> [RECORDED DATA]:
•••••
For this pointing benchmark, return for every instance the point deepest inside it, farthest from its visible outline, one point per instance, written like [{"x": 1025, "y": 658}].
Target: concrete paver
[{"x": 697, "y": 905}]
•••••
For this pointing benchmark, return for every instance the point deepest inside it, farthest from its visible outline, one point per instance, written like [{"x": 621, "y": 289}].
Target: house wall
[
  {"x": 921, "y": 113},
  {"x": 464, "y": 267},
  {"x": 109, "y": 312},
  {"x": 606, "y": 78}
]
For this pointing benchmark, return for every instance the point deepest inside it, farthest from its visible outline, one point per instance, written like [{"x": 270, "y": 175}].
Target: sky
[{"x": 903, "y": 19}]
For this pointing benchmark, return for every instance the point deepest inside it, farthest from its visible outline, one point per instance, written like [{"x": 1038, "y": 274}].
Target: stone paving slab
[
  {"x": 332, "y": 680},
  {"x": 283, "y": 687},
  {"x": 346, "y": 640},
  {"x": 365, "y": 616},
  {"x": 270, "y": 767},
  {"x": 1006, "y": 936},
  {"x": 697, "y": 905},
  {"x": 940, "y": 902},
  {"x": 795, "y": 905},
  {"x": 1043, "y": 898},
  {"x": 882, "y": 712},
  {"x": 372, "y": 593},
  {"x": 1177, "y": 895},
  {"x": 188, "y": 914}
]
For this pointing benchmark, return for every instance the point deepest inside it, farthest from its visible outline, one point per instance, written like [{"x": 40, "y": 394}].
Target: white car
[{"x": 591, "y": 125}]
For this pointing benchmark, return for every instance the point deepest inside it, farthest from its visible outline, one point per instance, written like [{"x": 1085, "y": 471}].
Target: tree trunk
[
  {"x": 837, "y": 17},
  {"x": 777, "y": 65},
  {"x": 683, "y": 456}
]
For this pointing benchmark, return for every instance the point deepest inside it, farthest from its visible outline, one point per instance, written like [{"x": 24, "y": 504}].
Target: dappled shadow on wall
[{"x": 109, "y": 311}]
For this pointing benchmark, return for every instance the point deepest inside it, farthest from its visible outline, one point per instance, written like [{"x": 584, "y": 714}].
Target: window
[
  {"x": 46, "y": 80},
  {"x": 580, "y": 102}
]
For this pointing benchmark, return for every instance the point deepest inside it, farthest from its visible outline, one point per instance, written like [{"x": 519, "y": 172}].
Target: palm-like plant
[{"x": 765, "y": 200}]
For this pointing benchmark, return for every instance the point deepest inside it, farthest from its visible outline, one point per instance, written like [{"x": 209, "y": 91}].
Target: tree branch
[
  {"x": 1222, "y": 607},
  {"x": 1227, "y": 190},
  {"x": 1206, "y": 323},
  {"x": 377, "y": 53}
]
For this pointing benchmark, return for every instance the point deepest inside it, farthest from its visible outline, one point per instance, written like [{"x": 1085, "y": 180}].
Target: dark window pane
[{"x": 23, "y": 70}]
•••••
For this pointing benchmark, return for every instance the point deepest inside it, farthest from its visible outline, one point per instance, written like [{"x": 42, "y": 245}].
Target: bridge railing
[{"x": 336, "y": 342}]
•••••
> [YOUR TASK]: Extract every line of the entries above that contains the string "window". The match is case-sensitive.

> [FINAL RESULT]:
Target: window
Target: dark window pane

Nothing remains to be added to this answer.